## INSTRUCTIONS TO FOLLOW
Please write out the complete listing that follows, exactly as it reads.

## SUPPLIED DATA

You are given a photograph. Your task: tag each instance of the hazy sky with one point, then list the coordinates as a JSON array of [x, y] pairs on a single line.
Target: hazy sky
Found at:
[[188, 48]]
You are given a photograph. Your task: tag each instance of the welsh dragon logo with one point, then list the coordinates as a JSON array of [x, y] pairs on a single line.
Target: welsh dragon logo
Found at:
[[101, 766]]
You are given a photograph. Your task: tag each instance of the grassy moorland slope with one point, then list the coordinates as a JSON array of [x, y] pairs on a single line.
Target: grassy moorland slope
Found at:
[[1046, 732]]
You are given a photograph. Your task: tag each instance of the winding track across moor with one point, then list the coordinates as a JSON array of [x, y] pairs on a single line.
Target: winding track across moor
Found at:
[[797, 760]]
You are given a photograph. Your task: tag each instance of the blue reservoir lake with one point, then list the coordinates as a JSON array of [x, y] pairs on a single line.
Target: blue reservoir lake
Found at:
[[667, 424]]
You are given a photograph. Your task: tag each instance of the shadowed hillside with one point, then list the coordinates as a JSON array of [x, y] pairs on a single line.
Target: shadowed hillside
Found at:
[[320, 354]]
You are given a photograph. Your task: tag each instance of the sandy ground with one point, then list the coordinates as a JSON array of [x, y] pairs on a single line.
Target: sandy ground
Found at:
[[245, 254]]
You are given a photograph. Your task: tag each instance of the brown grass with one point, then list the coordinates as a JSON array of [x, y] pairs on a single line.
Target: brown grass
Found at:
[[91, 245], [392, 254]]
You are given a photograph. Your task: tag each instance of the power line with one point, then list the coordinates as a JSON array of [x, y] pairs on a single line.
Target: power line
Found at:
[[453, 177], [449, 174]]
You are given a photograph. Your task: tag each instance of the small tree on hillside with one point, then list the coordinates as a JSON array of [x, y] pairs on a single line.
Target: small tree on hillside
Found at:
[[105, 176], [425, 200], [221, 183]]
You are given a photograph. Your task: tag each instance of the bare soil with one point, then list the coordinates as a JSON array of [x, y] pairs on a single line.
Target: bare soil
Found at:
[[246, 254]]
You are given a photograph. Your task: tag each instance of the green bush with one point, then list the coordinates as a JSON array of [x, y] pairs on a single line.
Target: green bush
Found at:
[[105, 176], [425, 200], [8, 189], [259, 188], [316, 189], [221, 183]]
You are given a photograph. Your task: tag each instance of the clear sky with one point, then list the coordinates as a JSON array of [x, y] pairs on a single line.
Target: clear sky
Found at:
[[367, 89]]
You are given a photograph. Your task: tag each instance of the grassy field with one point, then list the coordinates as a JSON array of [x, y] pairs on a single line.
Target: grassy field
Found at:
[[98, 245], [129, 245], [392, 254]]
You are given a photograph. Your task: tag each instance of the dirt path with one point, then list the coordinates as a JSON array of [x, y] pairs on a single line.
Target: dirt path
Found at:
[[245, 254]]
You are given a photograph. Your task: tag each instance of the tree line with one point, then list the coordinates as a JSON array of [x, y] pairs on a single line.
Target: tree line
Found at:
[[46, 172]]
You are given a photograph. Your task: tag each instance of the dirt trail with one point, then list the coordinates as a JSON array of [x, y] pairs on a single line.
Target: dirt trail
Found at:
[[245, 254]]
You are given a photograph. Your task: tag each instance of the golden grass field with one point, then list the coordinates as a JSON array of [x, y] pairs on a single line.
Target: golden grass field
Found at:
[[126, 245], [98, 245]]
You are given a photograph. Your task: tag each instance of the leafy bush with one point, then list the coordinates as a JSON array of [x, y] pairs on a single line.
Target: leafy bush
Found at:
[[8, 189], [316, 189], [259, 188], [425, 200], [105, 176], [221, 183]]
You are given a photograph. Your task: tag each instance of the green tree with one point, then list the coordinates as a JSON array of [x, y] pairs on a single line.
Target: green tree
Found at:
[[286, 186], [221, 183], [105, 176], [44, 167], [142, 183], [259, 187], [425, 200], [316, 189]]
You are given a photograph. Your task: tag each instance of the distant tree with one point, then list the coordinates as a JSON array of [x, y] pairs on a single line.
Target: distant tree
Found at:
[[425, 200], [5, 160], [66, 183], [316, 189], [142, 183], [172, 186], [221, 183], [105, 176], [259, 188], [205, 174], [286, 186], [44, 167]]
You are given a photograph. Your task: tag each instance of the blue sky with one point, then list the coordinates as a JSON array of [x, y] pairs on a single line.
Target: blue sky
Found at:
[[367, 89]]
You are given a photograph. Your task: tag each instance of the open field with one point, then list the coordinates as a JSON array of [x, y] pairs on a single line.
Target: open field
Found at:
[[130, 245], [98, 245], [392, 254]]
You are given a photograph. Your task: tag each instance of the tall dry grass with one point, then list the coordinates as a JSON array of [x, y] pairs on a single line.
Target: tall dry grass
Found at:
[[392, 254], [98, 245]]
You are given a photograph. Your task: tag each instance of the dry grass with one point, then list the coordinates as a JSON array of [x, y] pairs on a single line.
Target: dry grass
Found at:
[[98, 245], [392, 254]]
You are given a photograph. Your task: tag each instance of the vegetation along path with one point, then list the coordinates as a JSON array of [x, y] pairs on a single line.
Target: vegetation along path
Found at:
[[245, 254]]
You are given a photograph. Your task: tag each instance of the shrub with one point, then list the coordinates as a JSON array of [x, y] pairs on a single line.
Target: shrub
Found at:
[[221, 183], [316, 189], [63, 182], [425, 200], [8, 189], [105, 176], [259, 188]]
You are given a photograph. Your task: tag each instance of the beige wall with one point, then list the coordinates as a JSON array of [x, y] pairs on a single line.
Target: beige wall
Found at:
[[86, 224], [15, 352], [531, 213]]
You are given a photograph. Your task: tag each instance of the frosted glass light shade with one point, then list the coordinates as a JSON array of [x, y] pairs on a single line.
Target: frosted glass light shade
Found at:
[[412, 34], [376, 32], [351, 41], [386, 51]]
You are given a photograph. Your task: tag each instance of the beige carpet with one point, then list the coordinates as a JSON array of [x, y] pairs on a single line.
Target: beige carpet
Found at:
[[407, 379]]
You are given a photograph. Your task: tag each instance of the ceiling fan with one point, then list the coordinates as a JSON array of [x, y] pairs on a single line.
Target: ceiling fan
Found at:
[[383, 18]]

## COMPLETE RESPONSE
You are given a photograph. Your task: tag each instance of the hazy sky with one point, then list the coordinates as a JSON array of [x, y] pairs on a single line.
Target: hazy sky
Found at:
[[188, 48]]
You are given a photograph. Your task: tag each instance of the welsh dragon logo with one point, then list the coordinates as a JSON array of [x, y] pairs on a single line.
Target: welsh dragon logo
Found at:
[[101, 766]]
You are given a photograph. Your task: tag each instance of the grassy moorland slope with one point, then list the coordinates as a JSON array of [x, y] pairs on a single line.
Target: grassy moorland slope
Found at:
[[1046, 732]]
You are given a photograph. Your task: tag each instance of the winding track across moor with one point, then list the coordinates as a JSON array of [x, y] pairs on a single line.
Target: winding track across moor
Found at:
[[797, 760]]
You are given a photograph. Your task: tag each instance of the blue reservoir lake with one point, then list the coordinates as a JSON array of [x, y] pairs on a single line.
Target: blue reservoir lake
Found at:
[[667, 424]]
You are given a photograph. Your task: tag each instance of the shadowed hillside with one point, then list the coordinates as a JSON array of [x, y] pairs on a single line.
Target: shadowed hillside
Found at:
[[320, 354]]
You are given a photograph. Your task: tag each instance of the sandy ground with one point, then list the coordinates as a JSON array of [x, y] pairs on a single line.
Target: sandy ground
Found at:
[[245, 254]]
You are given a photograph. Your task: tag each instance of the brown grass with one point, then list the coordinates as a JSON array of [x, y] pairs on a single line.
Target: brown grass
Found at:
[[91, 245], [392, 254]]
You are given a photograph. Your task: tag each instance of the power line with one point, then list the coordinates as a JSON array of [x, y] pairs on a single line.
Target: power line
Found at:
[[453, 177], [449, 174]]
You are given a photograph. Your task: tag each instance of the small tree on hillside with one point, then list the coordinates as a JSON array of [x, y] pairs on a single line.
Target: small tree on hillside
Found at:
[[105, 176], [425, 200], [221, 183]]
You are given a photograph. Your task: tag each instance of the bare soil with one point, then list the coordinates as a JSON array of [x, y] pairs on a single line.
Target: bare soil
Found at:
[[246, 254]]
You are given a photograph. Your task: tag each instance of the green bush with one point, then list the coordinates as a JSON array of [x, y] pairs on a single line.
Target: green bush
Found at:
[[105, 176], [425, 200], [8, 189], [259, 188], [316, 189], [221, 183]]
You are given a photograph. Your task: tag each instance of the clear sky with one point, then list the coordinates as a JSON array of [x, y] pairs on a single line.
Target: clear sky
Found at:
[[367, 89]]
You are given a photograph. Your task: tag each instance of the grassy field with one point, then list the coordinates as a JSON array of [x, y] pairs on a single line.
Target: grassy field
Found at:
[[98, 245], [129, 245], [392, 254]]
You are given a photograph. Your task: tag each instance of the dirt path with one point, then list the coordinates as a JSON array of [x, y] pairs on a single line.
Target: dirt path
Found at:
[[245, 254]]
You are given a photograph. Your task: tag each instance of the tree line with one point, then list the coordinates as a JSON array of [x, y] pairs on a single line.
Target: tree line
Found at:
[[46, 172]]
You are given a photograph. Your task: tag each instance of the dirt trail with one point, then list the coordinates as a JSON array of [x, y] pairs on a single line.
Target: dirt trail
Found at:
[[245, 254]]
You are given a photograph. Your task: tag each instance of the golden grass field with one point, then list the coordinates as a JSON array of [x, y] pairs on a single line.
Target: golden grass field
Found at:
[[126, 245], [98, 245]]
You are given a photograph. Your task: tag each instance of the leafy bush with one point, then list the coordinates as a JSON array of [x, y] pairs on a single line.
Target: leafy bush
Found at:
[[8, 189], [316, 189], [259, 188], [425, 200], [105, 176], [221, 183]]
You are given a photograph. Your task: tag each instance of the green tree with one point, then list the coordinates as a JSON array of [x, y] pairs on a single line.
Target: green tree
Found at:
[[286, 186], [221, 183], [105, 176], [44, 167], [142, 183], [259, 187], [425, 200], [316, 189]]
You are given a photograph. Your task: tag each instance of the distant tree with one point, then list the coordinates as a JSON array of [x, y] pairs on a single line.
Target: distant tree
Found at:
[[425, 200], [5, 160], [66, 183], [316, 189], [142, 183], [172, 186], [221, 183], [105, 176], [259, 188], [205, 174], [286, 186], [44, 167]]
You are given a photograph. Your task: tag each instance of the blue sky with one point, then list the coordinates as a JSON array of [x, y] pairs on a single line.
Target: blue sky
Found at:
[[367, 89]]
You are given a photograph. Your task: tag each instance of the open field with one point, then list the coordinates as a JSON array of [x, y] pairs on a single line.
Target: open field
Found at:
[[130, 245], [98, 245], [392, 254]]
You are given a photograph. Your task: tag each instance of the tall dry grass with one point, then list the coordinates as a JSON array of [x, y] pairs on a single line.
Target: tall dry grass
Found at:
[[392, 254], [98, 245]]
You are given a photograph. Your task: tag each instance of the dry grass with one point, then list the coordinates as a JSON array of [x, y] pairs on a single line.
Target: dry grass
Found at:
[[98, 245], [392, 254]]
You are given a photograph. Your task: tag each instance of the vegetation along path with one point, then list the coordinates as a JSON array of [x, y] pairs on a single line.
Target: vegetation along path
Found at:
[[245, 254]]
You are given a photograph. Your task: tag each instance of the shrub with one point, then list the coordinates as a JSON array of [x, y] pairs on a single line.
Target: shrub
Found at:
[[221, 183], [316, 189], [63, 182], [425, 200], [8, 189], [105, 176], [259, 188]]
You are given a photograph. Your task: tag each instance of the beige wall with one point, then list the coordinates as a JSON array of [x, y] pairs on a single line.
Target: beige wall
Found at:
[[86, 224], [15, 352], [531, 213]]
You are given a photograph. Your task: tag each instance of the frosted glass light shade with one point, then list the coordinates as a JSON array of [x, y] pairs on a single line.
Target: frosted glass light shade
Found at:
[[412, 34], [376, 32], [351, 41], [386, 51]]
You are given a photograph. Your task: tag each instance of the beige carpet with one point, then list the coordinates as a JSON array of [x, y] pairs on a single line.
Target: beige carpet
Found at:
[[407, 379]]
You are given a photograph. Your task: tag each instance of the ceiling fan with one point, then list the coordinates as a JSON array of [x, y] pairs on a single line.
Target: ceiling fan
Found at:
[[383, 18]]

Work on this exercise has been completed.